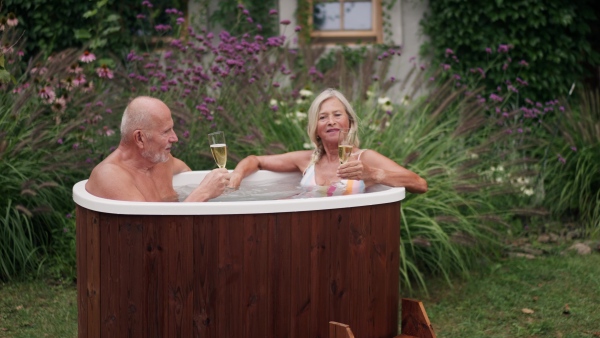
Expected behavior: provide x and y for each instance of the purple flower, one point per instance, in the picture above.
(496, 97)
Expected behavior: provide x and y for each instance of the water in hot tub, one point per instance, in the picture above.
(265, 190)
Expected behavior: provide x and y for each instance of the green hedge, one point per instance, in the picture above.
(552, 36)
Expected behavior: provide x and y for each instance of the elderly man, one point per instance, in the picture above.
(142, 167)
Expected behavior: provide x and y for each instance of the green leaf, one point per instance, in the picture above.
(82, 34)
(111, 30)
(96, 43)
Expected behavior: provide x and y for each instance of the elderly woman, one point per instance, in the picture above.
(328, 114)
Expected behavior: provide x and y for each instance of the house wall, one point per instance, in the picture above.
(405, 32)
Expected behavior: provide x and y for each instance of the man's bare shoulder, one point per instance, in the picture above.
(113, 181)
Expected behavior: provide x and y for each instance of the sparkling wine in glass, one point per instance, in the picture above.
(218, 148)
(345, 144)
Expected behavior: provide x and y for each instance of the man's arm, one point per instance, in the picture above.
(178, 166)
(110, 181)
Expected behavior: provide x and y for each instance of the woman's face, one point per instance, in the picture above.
(331, 118)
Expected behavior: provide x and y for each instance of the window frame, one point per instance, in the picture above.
(335, 36)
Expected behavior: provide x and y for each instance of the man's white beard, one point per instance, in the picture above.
(155, 157)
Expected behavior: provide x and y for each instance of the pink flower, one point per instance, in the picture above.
(12, 20)
(104, 71)
(79, 80)
(59, 105)
(87, 57)
(47, 93)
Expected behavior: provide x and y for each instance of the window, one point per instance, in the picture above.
(346, 21)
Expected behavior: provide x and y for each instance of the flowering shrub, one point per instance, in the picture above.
(553, 37)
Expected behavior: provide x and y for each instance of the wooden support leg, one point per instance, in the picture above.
(414, 320)
(339, 330)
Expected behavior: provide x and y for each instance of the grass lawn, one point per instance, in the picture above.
(521, 298)
(489, 305)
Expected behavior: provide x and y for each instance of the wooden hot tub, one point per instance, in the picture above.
(255, 269)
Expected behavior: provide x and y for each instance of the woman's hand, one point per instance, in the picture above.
(356, 170)
(235, 180)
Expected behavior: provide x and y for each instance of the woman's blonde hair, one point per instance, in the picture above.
(313, 119)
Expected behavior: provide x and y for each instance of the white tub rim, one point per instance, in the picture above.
(381, 195)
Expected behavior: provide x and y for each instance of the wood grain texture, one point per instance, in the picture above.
(264, 275)
(415, 321)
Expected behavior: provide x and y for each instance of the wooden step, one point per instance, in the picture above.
(415, 323)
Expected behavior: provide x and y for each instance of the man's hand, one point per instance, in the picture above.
(213, 185)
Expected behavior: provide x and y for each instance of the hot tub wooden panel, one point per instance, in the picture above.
(264, 275)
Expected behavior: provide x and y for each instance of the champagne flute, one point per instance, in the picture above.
(346, 139)
(218, 148)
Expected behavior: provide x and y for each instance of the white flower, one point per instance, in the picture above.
(305, 93)
(528, 191)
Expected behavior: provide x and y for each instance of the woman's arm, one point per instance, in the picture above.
(288, 162)
(374, 168)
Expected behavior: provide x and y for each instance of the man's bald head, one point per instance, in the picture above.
(139, 114)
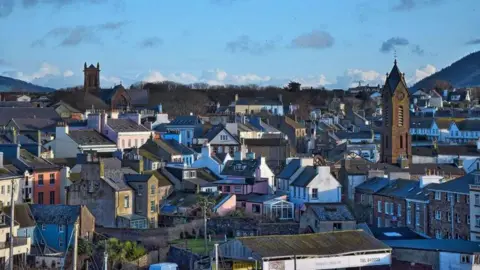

================

### [What the task asks]
Gather each line from the rows above that contains the string "window". Case counts.

### [Solution to this task]
Expected behavior: provide x and y for each instance of the window frame, one point per instance, in the picture above.
Expected behavior: provide x and y for each instance of the window, one point per instance, in the picture above.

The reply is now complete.